---------- Passage

Imagining a Better Integration Testing Tool

I might be building out a new integration testing library named “Bobcat”, but mostly I just think that bobcats are cool. Scary looking though when you see them in the wild. They came back to the area where I grew up when the wild turkey population recovered in the 80’s/90’s.

Let’s say that you’re good at writing testable code, and you’re able to write isolated unit tests for the mass majority of your domain logic and much of your coordination workflow type of logic as well. Great, but that still leaves you with the need to write some type of integration test suite and maybe even some modicum of end to end tests through *shudder* Playwright, Selenium, or Cypress.io — not that I’m saying that those tools are bad per se, but that the technical challenge and overhead for succeeding with those tools can be through the roof.

Right now I’m in a spot where the mass majority of the testing for Marten and Wolverine are integration tests of one sort or another that involve databases and message brokers. Most of these tests behave just fine, as Marten especially is well suited for integration testing and I’ve invested in some helpful integration test support helpers built directly into Wolverine itself. Cool, but, um, there’s embarrassingly enough a significant number of “blinking” tests (unreliable automated tests) in Marten and far more in Wolverine. Moreover, there’s a number of other tests that behave perfectly on my high powered development box, but blink in continuous integration test runs.

And I know what you’re thinking, in this case it’s not at all because of shared, static state which is the typical root cause of many blinking test issues. There might very well be some race conditions we haven’t yet perfectly ironed out yet, but basically all of these ill behaved tests are testing asynchronous processing and will run into timeout failures inside a larger test suite run, but generally work reliably when running one at a time.

At this point, I don’t feel like the tooling (mostly xUnit.Net) we’re currently using for automating integration testing is perfectly appropriate for what we’re trying to do, and I’m ready to consider doing something a little bit custom — especially because much of the development coming my way soon is going to involve the exact kind of asynchronous behavior that’s already giving us trouble.

I am also currently helping a JasperFx Software client formulate an integration testing approach across multiple, collaborating micro services, so integration testing is top of mind for me right now.

Integration Testing Challenges

Understanding what’s happening inside your system in the case of failures
Testing timeouts, especially if you’re needing to test asynchronous processing
“Knowing” when asynchronous work is complete and delaying the *assertions* until those asynchronous actions are really complete
Having a sense for whether a long running integration test is proceeding, or hung
Data setup, especially in problem domains that require quite a bit of data in tests
Making the expression of the test as declarative as possible to make the test clear in its intentions
Preventing the test from being too tightly coupled to the internals of the system so the test isn’t too brittle when the system internals change
Being able to make the test suite *fail fast* when the system is detected to be in an invalid state — don’t blow this off, this can be a huge problem if you’re not careful
Selectively and intelligently retrying “blinking” tests — and yeah, you should try really hard to not need this capability, but you might no matter how hard you try

Scattered Thoughts about Possible Approaches

In the case of Wolverine and Marten’s “async daemon” testing, I think a large part of our problems are due to thread pool exhaustion as we rapidly spin up and down different IHost applications. My thought is to not just to do test retries when we detect time out failures, but also to do some level of exponential backoff to pause between starting the next test to let things simmer down in the runtime and let the thread pool snap back. In the worst case, I’d also like to consider a test runner implementation where a separate test manager process could trash and restart the actual test running process in certain cases (Storyteller could actually do this somewhat).

--------------------
---------- Task material

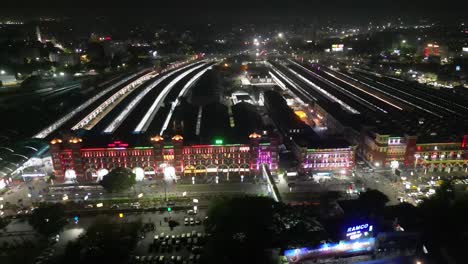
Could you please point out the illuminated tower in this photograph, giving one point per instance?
(254, 151)
(76, 161)
(55, 152)
(178, 142)
(38, 34)
(158, 146)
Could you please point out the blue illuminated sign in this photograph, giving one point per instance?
(343, 248)
(358, 231)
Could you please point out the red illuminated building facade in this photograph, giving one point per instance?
(409, 151)
(74, 162)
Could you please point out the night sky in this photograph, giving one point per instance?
(184, 9)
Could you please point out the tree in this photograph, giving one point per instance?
(107, 240)
(373, 201)
(242, 229)
(118, 180)
(444, 217)
(48, 219)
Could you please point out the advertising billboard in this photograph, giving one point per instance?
(332, 250)
(337, 47)
(359, 231)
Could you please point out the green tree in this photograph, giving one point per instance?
(444, 228)
(373, 202)
(107, 240)
(118, 180)
(242, 229)
(48, 219)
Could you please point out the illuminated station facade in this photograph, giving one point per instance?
(423, 153)
(73, 161)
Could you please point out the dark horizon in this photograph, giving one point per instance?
(216, 11)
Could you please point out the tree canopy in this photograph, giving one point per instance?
(48, 219)
(105, 241)
(118, 180)
(241, 228)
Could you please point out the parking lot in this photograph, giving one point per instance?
(180, 244)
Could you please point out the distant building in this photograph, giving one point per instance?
(73, 161)
(413, 152)
(64, 59)
(324, 156)
(6, 80)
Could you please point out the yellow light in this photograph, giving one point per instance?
(301, 114)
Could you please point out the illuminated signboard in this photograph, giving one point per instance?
(337, 47)
(119, 144)
(359, 231)
(341, 249)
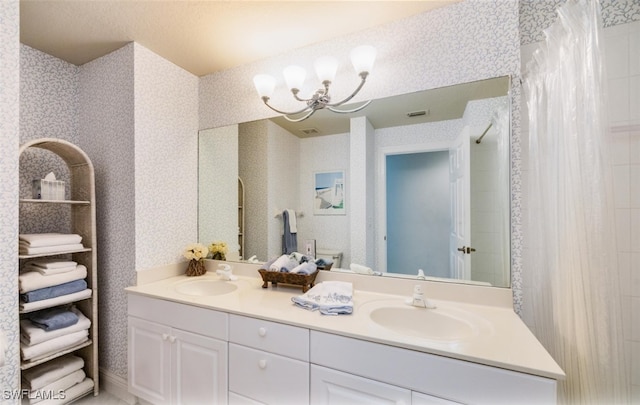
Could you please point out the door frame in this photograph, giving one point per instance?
(381, 191)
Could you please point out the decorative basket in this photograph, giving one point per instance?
(275, 277)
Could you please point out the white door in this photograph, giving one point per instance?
(460, 189)
(149, 355)
(332, 387)
(200, 369)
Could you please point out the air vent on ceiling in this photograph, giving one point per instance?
(310, 131)
(417, 113)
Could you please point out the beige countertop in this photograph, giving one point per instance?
(501, 338)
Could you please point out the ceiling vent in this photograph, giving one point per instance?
(417, 113)
(310, 131)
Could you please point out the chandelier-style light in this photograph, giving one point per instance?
(362, 58)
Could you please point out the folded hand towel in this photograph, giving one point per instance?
(358, 268)
(49, 267)
(63, 299)
(33, 280)
(284, 263)
(55, 291)
(46, 373)
(49, 239)
(53, 318)
(70, 394)
(328, 297)
(29, 250)
(305, 268)
(30, 334)
(49, 347)
(64, 383)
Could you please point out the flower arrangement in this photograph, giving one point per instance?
(196, 253)
(218, 250)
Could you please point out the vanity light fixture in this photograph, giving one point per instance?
(362, 58)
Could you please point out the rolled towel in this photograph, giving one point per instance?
(49, 347)
(305, 268)
(51, 371)
(51, 302)
(33, 280)
(53, 318)
(49, 239)
(54, 291)
(358, 268)
(30, 334)
(284, 263)
(24, 249)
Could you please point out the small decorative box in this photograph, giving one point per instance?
(48, 188)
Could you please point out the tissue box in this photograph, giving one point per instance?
(48, 189)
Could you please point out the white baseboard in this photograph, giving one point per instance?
(116, 386)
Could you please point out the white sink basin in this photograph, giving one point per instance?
(206, 287)
(445, 324)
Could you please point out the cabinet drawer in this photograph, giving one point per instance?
(267, 377)
(194, 319)
(273, 337)
(443, 377)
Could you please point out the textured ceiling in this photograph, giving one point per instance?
(202, 37)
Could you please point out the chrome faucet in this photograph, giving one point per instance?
(419, 300)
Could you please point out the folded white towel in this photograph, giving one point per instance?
(48, 267)
(24, 249)
(70, 394)
(358, 268)
(64, 383)
(328, 297)
(293, 227)
(51, 371)
(32, 335)
(34, 280)
(52, 302)
(49, 239)
(49, 347)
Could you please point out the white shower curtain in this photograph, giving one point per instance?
(570, 253)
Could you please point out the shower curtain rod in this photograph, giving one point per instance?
(484, 133)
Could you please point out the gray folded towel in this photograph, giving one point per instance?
(54, 291)
(54, 318)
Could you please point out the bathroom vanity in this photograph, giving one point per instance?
(206, 340)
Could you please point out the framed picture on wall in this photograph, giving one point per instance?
(329, 193)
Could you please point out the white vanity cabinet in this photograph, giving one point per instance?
(428, 378)
(177, 353)
(268, 362)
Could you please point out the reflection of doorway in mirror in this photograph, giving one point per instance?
(418, 213)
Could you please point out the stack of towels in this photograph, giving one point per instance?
(49, 331)
(42, 243)
(328, 297)
(295, 262)
(49, 282)
(64, 374)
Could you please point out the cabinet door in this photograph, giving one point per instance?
(331, 387)
(149, 355)
(200, 369)
(267, 377)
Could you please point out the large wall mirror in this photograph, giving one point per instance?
(423, 184)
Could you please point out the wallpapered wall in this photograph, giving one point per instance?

--------------------

*Tasks to complete*.
1: Locate each line in the records above that contains the word "mirror", and copy those lines out in full.
2: Write the next part of the post about integration testing tools, picking up right after its last sentence.

*Answers to each task*.
1:
Could you please point out the reflection of doorway in mirror in this photograph, giving one point per instance?
Could you please point out the large wall mirror in this photograph, giving one point per instance?

2:
As far as “Knowing” when asynchronous work is complete across multiple running processes, I want to kick the tires on a distributed version of Wolverine’s in-process message tracking integration testing support that can tell you when all outstanding work is completely across threads. I definitely want this built into Wolverine itself some day, but I need to help a client do this in an architecture that doesn’t include Wolverine. With a tip from Martin Thwaites, maybe some kind of tracking using ActivitySource?

As far as tooling is concerned, I’ve contemplated forking xUnit.Net for a hot second, or writing a more “robust” test runner that can work with xUnit.Net types, resurrecting Storyteller (very unlikely), or building something new (“bobcat”?) and dogfooding it the whole way on mostly Wolverine tests. I’m not ready to talk about that much yet — and I’m well aware of the challenges in trying to tackle something like that after the time I invested in Storyteller in the mid to late 2010’s.

For distributed testing, I am intrigued right now by the new Project Aspire from Microsoft as a way to bootstrap and monitor a local or testing environment for integration testing.

I am certainly considering using SpecFlow for a completely different client where they could really use business person readable BDD specifications, but I don’t see SpecFlow by itself doing much to help us out with Wolverine development.

So, stay tuned if you’re interested in the journey here, or have some solid suggestions for us!

3 thoughts on “Imagining a Better Integration Testing Tool”

annemartijn says:

November 18, 2023 at 10:39 am

thread pool exhaustion, so that is why running a few hosts in parallel goes well, but for a lot gives me hangs

1. jeremydmiller says:
  
  November 18, 2023 at 12:45 pm
  
  It’s my theory. Even running tests single file, the runtime seems “tired”. There might be something to do smarter with the underlying TPL Dataflow usage, but I haven’t tried anything yet.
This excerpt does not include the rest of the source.